▶ **Passage**:
Protein-coding gene in the species Homo sapiens

Growth hormone secretagogue receptor(GHS-R), also known as ghrelin receptor, is a G protein-coupled receptor that binds growth hormone secretagogues (GHSs), such as ghrelin, the "hunger hormone". The role of GHS-R is thought to be in regulating energy homeostasis and body weight. In the brain, they are most highly expressed in the hypothalamus, specifically the ventromedial nucleus and arcuate nucleus. GSH-Rs are also expressed in other areas of the brain, including the ventral tegmental area, hippocampus, and substantia nigra. Outside the central nervous system, too, GHS-Rs are also found in the liver, in skeletal muscle, and even in the heart.

== Structure ==

Two identified transcript variants are expressed in several tissues and are evolutionarily conserved in fish and swine. One transcript, 1a, excises an intron and encodes the functional protein; this protein is the receptor for the ghrelin ligand and defines a neuroendocrine pathway for growth hormone release. The second transcript (1b) retains the intron and does not function as a receptor for ghrelin; however, it may function to attenuate activity of isoform 1a.

GHS-R1a is a member of the G-protein-coupled receptor (GPCR) family. Previous studies have shown that GPCRs can form heterodimers, or functional receptor pairs with other types of G-protein coupled receptors (GPCRs). Various studies suggest that GHS-R1a specifically forms dimers with the following hormone and neurotransmitter receptors: somatostatin receptor 5, dopamine receptor type 2 (DRD2), melanocortin-3 receptor (MC3R), and serotonin receptor type 2C (5-HT_{2c} receptor). See "Function" section below for details on the purported functions of these heterodimers.

== Function ==

=== Growth hormone release ===

The binding of ghrelin to GHS-R1a in pituitary cells stimulates the secretion, but not the synthesis, of growth hormone (GH) by the pituitary gland.

▶ **Data listing**:

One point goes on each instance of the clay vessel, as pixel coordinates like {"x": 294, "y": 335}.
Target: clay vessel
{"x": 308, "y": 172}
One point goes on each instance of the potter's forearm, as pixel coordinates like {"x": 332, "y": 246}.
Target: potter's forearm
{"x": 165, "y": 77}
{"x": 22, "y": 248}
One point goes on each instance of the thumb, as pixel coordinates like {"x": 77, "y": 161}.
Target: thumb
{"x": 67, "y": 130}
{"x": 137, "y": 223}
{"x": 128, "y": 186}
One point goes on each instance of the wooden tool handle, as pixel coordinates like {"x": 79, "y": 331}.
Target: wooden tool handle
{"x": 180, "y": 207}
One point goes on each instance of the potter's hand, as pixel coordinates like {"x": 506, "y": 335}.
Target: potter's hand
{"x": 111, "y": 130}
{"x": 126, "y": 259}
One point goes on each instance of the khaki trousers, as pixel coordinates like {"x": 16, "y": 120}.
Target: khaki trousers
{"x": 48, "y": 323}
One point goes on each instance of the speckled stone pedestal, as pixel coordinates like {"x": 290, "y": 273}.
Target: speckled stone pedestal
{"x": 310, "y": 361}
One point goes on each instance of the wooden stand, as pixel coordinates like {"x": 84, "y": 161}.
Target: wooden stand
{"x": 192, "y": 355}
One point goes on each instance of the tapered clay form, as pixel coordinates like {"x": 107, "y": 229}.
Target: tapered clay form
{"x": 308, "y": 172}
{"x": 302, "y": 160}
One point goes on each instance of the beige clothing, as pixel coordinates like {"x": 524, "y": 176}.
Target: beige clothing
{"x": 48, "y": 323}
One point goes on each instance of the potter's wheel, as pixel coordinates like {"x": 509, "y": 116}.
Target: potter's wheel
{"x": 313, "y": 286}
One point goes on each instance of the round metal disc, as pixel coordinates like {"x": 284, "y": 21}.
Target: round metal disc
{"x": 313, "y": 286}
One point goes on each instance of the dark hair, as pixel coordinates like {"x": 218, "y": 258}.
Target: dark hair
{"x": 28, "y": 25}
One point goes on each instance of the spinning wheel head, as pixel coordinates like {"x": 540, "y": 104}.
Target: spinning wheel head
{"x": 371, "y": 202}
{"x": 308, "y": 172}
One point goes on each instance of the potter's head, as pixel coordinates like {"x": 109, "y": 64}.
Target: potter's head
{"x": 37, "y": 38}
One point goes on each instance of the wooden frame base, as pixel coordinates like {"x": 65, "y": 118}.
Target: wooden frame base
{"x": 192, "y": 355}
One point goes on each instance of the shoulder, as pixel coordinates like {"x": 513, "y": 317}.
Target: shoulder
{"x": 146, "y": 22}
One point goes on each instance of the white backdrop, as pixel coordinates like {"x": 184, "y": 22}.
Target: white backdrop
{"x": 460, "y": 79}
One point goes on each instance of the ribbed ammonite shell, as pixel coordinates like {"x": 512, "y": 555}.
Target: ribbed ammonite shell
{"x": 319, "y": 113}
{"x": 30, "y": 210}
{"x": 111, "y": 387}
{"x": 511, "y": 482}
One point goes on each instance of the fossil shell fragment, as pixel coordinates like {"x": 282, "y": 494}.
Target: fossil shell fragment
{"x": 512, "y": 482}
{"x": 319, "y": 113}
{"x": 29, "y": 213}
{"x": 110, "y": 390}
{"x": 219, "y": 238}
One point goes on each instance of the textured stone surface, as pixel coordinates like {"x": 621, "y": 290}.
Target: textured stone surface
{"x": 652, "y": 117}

▶ **Work to complete**: Retype the passage on the ghrelin receptor from "Two identified transcript" up to and including "of isoform 1a.", copying each word as it stands.

▶ **Answer box**:
Two identified transcript variants are expressed in several tissues and are evolutionarily conserved in fish and swine. One transcript, 1a, excises an intron and encodes the functional protein; this protein is the receptor for the ghrelin ligand and defines a neuroendocrine pathway for growth hormone release. The second transcript (1b) retains the intron and does not function as a receptor for ghrelin; however, it may function to attenuate activity of isoform 1a.